* **SELECTED PASSAGE**
Thinking the Unthinkable

Were we wrong?  Years of confident optimism are ebbing away from me as I write 
this, and many Celtics fans are likewise feeling dazed and doubtful, like the last man 
in a plane wreck to accept that help is not on the way.  The team has lost 
nine of the last ten games.  They have lost to the Clippers.  They have lost to 
Houston.  They have played atrocious basketball.  They got Paul Pierce back at full
 strength, and it still didn't matter.  Kenny Anderson is playing the way he did two 
years ago, with better defense, and it still doesn't matter.  The press is in hiding.  
Antoine Walker is averaging something like 7 rebounds a game.  Is it possible? 
Were they right?   Is the the team really mediocre?  Were Peter May and all the other
 hack writers who picked the Celtics to finish last in the division not merely evil and 
perverse?  The events have raised that possibility, along with an even worse one:  
that Rick Pitino might not be the one to lead us out of the wilderness.

I find this very hard to swallow.  No one can doubt Pitino's brains, experience, work
 ethic, or track record.  Why then does this team play so poorly so often?  Why do 
they take stupid shots, give up layups, blow leads?  The first year Pitino had a team 
not of his own making, and managed to win thirty odd games by what seemed to be 
sheer force of will - that, and the secret weapon the Celtics, alone in the NBA, 
seemed to posess:  the mighty press.  Last year was excusable on account of the 
inability of coaches to coach and of the team to practice.  To what can we attribute 
the current losing streak?  Pitino has all his guys; the team is loaded with talent, speed,
 size, versatility, and ambition; and we exchanged the one-dimensional Ron Mercer 
for the player whom we felt we could count on for 12 rebounds a night.  Danny 
Fortson is still getting his rust off after spending the first months of the season on the 
IR, but who would have thought that Eric Williams would forget how to score around 
the basket?  Or that Tony Battie would go several games without a single block?  That
 the press would be shelved in order to develop half-court defense, and that we 
would end up as just another half-court team, executing sloppily?  Who would have 
thought that the Cleveland Cavaliers would be giving us lessons in how to fast-break 
- along with the LA Clippers, the Utah Jazz, and everybody else we play on the 
road?  At first, there was a built in excuse - you can't be expected to beat San 
Antonio, Utah, and the Lakers without three fifths of your starting lineup - but now 
everybody is back and we are still playing like shit.  Most of us actually expect 
Denver to beat us Friday night.  And this after we shredded them by 20 in the Fleet 
Center just weeks ago.

* **WRITTEN REQUEST 1**
Reproduce every one of the stored records below line for line, leaving out the pictures.

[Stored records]

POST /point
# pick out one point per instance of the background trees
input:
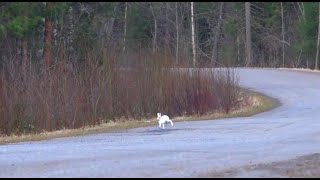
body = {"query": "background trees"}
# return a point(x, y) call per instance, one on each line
point(69, 64)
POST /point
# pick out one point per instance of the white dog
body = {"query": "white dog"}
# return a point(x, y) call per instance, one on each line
point(163, 120)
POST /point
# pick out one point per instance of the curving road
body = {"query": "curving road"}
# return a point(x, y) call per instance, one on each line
point(189, 148)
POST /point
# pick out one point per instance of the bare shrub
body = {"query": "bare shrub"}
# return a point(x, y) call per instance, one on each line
point(73, 95)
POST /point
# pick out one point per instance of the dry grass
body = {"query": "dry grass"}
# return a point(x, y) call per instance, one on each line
point(255, 103)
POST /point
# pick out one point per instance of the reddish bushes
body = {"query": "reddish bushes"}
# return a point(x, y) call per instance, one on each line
point(66, 97)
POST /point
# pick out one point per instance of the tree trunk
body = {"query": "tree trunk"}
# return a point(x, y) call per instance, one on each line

* **WRITTEN REQUEST 2**
Write out the part of the Celtics piece between "Antoine Walker is" and "of the wilderness.", inclusive, word for word.

* **TASK ANSWER 1**
POST /point
# pick out one point per instance of the background trees
input:
body = {"query": "background trees"}
# return a point(x, y) call per instance, one on each line
point(69, 64)
POST /point
# pick out one point per instance of the white dog
body = {"query": "white dog"}
# return a point(x, y) call per instance, one on each line
point(163, 120)
POST /point
# pick out one point per instance of the curving road
body = {"query": "curving road"}
# return a point(x, y) call per instance, one on each line
point(189, 148)
POST /point
# pick out one point per instance of the bare shrub
body = {"query": "bare shrub"}
# return a point(x, y) call per instance, one on each line
point(73, 95)
POST /point
# pick out one point per instance of the dry grass
body = {"query": "dry grass"}
# return a point(x, y) call per instance, one on each line
point(255, 103)
POST /point
# pick out one point per instance of the reddish bushes
body = {"query": "reddish bushes"}
# return a point(x, y) call per instance, one on each line
point(66, 97)
POST /point
# pick out one point per instance of the tree trunk
body = {"query": "tree trunk"}
# return a point(x, y) call per instance, one on each line

* **TASK ANSWER 2**
Antoine Walker is averaging something like 7 rebounds a game.  Is it possible? 
Were they right?   Is the the team really mediocre?  Were Peter May and all the other
 hack writers who picked the Celtics to finish last in the division not merely evil and 
perverse?  The events have raised that possibility, along with an even worse one:  
that Rick Pitino might not be the one to lead us out of the wilderness.